*QUOTED PASSAGE*.
»»

Injuries, deaths due to road accidents on the rise; motorists urged to avoid drink driving during festive season

Accidents with injuries or deaths rose to 4,552 from 2,998 between June and September. ST PHOTO: GIN TAY

SINGAPORE - There has been an increase in the number of people injured or killed in road accidents so far this year. This was likely because there are more vehicles on the road as Singapore shifts towards treating Covid-19 as endemic, experts say.

Accidents with injuries or deaths rose to 4,552 from 2,998 between June and September, according to the latest numbers provided by the Singapore Police Force (SPF).

Of these, 72 were fatalities - seven more deaths than what was reported in the same period in 2020.

The police flagged three causes behind the rise in accidents leading to injuries or deaths - drink driving, running the red light at traffic junctions and speeding.

Of the three, speeding was the leading cause, jumping to 733 cases between January and September from 549 in the same period last year.

The police also recorded 105 drink-driving accidents, six more than in the same period a year ago. Accidents caused by vehicles that ran a red light rose to 101 from 86.

While there were more injuries reported, the police noted that fewer have died in accidents involving drink driving and running the red light.

In September, a Straits Times report highlighted motorists and riders who ignored stop signs and ran red lights at road junctions, putting other road users at risk.

SPH Brightcove Video
On weekend nights, hundreds of cyclists ply Tanah Merah Coast Road. But the increase in cycling activities close to motorists, particularly lorries who are seen running red lights, is a cause for concern, say experts.

Experts The Straits Times spoke to expressed concern about the higher number of road injuries and fatalities. They said the increase was likely due to more people going out as Singapore moves towards living with Covid-19.

««

Data items
»»

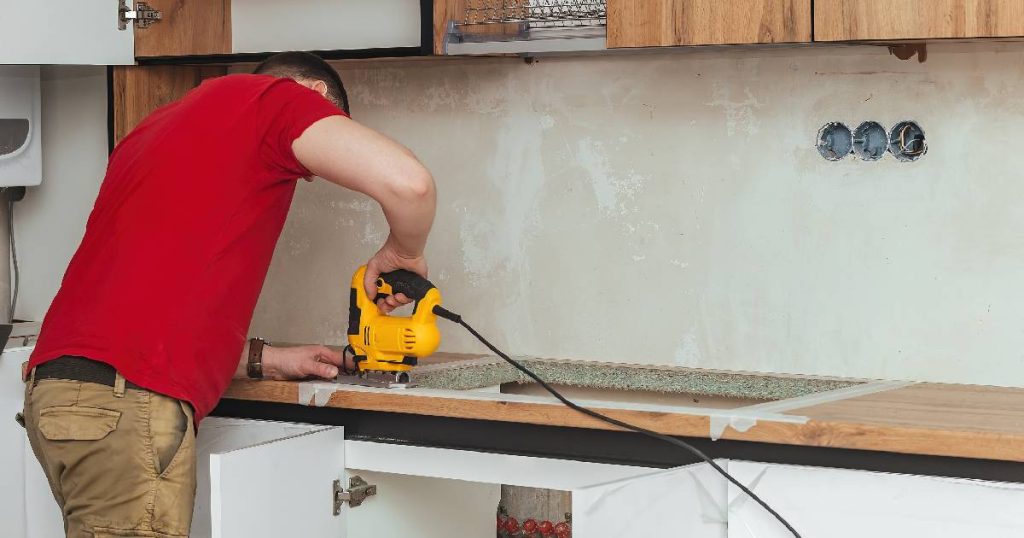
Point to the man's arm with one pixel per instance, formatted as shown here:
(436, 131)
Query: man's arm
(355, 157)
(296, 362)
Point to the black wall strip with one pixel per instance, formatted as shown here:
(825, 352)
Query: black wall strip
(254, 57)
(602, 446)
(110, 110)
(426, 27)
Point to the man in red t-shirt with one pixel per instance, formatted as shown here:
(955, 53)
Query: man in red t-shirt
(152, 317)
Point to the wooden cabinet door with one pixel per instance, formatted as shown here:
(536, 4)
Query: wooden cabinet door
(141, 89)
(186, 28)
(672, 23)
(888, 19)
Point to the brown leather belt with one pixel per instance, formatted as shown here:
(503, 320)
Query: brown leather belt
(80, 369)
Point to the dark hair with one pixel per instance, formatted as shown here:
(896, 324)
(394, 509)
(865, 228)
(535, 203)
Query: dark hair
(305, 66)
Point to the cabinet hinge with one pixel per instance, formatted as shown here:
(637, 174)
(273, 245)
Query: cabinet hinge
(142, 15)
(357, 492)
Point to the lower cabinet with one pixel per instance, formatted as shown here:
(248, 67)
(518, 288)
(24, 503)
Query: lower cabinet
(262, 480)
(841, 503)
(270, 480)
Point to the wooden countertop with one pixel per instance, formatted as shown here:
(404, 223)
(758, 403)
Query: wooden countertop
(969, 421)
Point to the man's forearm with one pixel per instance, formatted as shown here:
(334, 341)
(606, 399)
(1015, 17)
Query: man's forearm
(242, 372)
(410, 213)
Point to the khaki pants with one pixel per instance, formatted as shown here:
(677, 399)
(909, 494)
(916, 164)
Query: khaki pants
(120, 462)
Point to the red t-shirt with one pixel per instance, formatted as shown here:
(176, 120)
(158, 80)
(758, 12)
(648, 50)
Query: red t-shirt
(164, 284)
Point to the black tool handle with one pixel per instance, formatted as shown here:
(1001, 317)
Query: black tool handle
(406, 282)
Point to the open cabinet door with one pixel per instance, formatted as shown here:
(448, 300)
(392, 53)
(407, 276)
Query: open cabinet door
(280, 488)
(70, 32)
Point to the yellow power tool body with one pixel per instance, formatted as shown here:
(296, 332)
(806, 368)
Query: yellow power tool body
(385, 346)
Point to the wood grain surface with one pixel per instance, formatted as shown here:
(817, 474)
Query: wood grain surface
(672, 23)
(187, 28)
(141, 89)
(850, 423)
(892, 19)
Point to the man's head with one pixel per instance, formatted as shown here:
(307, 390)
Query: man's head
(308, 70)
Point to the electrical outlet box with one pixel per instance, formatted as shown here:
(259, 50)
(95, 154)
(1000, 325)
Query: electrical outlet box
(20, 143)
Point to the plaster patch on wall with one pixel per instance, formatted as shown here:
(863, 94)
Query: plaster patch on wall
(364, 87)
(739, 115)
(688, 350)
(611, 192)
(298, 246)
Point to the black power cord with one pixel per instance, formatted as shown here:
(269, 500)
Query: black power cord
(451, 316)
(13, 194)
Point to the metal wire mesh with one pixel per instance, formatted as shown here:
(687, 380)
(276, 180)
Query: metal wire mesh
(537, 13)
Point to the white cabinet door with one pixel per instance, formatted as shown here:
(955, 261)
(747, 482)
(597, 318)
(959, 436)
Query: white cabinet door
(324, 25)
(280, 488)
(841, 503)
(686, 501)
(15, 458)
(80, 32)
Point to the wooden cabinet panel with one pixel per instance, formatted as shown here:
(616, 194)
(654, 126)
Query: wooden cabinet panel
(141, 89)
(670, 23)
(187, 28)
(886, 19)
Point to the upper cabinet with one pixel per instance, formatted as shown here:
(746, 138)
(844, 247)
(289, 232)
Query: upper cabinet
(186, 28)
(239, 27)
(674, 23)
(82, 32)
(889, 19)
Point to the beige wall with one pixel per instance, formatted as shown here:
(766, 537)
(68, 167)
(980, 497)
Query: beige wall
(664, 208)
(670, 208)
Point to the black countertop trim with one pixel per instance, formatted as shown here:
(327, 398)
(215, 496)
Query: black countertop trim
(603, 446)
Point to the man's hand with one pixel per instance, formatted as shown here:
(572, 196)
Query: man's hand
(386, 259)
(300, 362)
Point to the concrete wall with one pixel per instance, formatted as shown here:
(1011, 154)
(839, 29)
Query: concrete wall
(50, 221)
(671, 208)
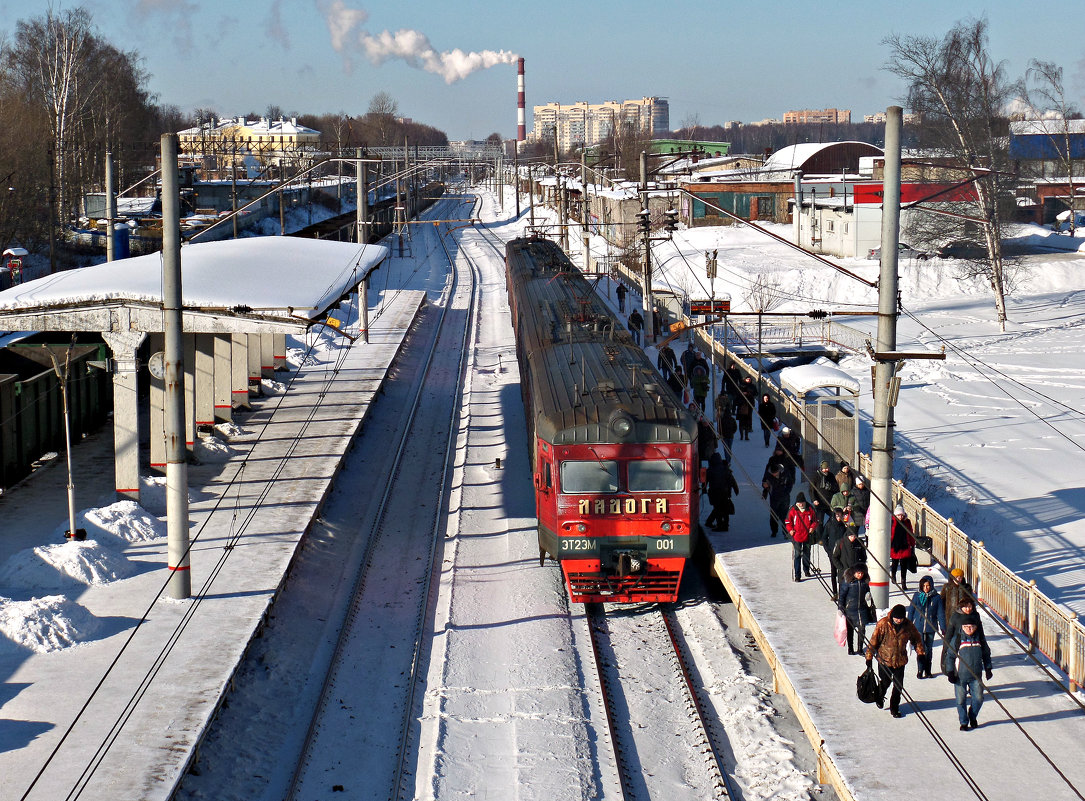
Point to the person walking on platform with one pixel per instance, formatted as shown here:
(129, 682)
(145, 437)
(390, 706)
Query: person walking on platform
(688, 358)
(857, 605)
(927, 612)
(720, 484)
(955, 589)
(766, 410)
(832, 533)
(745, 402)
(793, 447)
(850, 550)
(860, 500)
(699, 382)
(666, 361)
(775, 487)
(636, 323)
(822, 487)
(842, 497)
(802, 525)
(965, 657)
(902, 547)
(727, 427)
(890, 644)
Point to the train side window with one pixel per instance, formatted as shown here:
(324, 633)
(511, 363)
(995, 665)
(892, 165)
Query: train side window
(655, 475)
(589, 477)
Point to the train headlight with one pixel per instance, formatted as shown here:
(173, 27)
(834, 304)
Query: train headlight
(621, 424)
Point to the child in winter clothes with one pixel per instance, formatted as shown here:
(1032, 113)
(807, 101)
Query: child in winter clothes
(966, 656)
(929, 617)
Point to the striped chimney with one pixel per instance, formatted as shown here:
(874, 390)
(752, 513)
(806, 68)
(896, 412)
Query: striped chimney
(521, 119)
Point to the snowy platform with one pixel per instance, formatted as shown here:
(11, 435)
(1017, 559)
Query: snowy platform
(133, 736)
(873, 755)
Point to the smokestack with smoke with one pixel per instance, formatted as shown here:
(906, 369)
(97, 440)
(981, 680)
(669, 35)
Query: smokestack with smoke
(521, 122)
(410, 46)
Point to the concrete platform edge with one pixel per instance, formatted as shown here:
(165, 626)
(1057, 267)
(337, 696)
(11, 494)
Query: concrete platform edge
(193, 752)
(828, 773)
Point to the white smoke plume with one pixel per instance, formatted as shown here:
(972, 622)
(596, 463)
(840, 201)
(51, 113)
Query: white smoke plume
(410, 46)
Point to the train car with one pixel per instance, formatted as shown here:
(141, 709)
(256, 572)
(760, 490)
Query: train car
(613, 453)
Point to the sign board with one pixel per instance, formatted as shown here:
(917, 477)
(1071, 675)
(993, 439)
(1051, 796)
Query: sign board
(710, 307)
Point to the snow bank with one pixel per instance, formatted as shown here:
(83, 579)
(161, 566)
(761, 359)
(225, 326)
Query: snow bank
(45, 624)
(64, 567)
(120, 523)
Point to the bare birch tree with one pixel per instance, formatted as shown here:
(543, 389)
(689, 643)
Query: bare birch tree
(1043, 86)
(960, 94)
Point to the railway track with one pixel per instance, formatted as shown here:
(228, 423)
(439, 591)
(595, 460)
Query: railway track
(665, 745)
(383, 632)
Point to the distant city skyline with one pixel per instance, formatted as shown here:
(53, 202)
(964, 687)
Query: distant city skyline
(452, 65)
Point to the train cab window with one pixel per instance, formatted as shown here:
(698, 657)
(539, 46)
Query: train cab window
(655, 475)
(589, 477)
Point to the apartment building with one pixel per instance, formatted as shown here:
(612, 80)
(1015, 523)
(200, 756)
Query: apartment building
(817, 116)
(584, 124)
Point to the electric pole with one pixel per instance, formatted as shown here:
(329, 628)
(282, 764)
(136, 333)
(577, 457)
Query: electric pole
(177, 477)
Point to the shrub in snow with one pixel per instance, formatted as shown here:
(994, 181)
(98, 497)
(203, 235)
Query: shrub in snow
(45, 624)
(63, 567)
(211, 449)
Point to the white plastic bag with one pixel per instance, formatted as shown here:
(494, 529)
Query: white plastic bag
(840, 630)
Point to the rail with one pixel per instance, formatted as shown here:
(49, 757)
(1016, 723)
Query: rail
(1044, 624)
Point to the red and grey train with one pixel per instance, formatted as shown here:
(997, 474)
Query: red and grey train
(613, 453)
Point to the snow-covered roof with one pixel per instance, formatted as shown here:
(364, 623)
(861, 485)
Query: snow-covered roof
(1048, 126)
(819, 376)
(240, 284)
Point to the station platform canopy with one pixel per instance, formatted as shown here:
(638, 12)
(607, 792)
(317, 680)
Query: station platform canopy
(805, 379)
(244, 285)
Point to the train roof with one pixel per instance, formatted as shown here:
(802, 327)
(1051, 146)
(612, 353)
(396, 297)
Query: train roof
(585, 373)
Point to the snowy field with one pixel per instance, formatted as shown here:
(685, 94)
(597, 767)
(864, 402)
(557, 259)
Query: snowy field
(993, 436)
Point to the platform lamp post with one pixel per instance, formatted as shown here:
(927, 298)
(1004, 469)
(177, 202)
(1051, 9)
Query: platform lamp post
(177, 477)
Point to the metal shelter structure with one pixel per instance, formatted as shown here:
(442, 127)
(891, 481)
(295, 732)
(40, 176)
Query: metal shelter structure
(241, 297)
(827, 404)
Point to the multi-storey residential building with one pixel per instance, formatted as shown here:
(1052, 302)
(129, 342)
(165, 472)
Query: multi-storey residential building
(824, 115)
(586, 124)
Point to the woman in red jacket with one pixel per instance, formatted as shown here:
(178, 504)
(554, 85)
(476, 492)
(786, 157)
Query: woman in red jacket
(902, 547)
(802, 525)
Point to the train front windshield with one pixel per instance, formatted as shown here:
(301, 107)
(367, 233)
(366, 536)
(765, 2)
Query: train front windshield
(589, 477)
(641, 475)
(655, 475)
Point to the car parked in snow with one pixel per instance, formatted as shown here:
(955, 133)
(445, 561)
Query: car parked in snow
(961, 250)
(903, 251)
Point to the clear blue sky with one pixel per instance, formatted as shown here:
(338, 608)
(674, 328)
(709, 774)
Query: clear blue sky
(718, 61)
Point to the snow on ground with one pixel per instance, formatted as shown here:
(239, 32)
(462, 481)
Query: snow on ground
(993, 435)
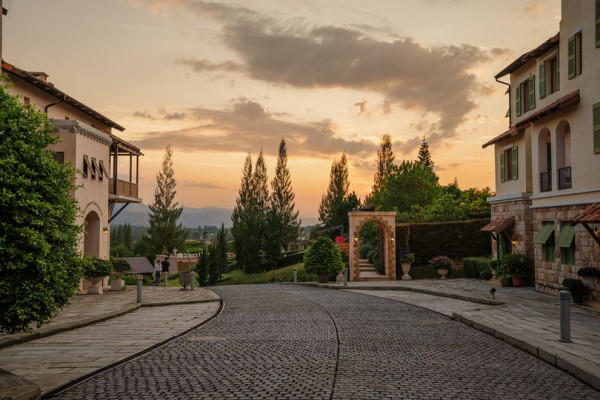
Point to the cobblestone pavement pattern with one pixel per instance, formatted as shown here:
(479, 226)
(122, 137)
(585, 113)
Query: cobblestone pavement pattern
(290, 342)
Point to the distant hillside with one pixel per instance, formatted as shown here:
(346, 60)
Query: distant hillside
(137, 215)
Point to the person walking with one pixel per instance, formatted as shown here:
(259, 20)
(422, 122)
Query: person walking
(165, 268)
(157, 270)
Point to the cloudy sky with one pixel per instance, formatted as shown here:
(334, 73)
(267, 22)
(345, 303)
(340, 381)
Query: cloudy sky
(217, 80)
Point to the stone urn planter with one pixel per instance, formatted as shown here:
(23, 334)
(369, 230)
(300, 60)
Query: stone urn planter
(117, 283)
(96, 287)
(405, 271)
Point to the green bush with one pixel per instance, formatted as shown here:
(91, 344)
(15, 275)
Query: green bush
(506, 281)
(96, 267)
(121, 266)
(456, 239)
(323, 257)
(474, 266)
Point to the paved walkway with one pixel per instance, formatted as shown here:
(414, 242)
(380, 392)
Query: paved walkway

««

*COMPLETE THE FOLLOWING*.
1. According to the road accidents article, which cause was the leading one behind the rise in accidents with injuries or deaths?
2. Transcribe the road accidents article between "In September, a" and "concern, say experts.", inclusive.

*SET OF ANSWERS*.
1. Speeding was the leading cause.

2.
In September, a Straits Times report highlighted motorists and riders who ignored stop signs and ran red lights at road junctions, putting other road users at risk.

SPH Brightcove Video
On weekend nights, hundreds of cyclists ply Tanah Merah Coast Road. But the increase in cycling activities close to motorists, particularly lorries who are seen running red lights, is a cause for concern, say experts.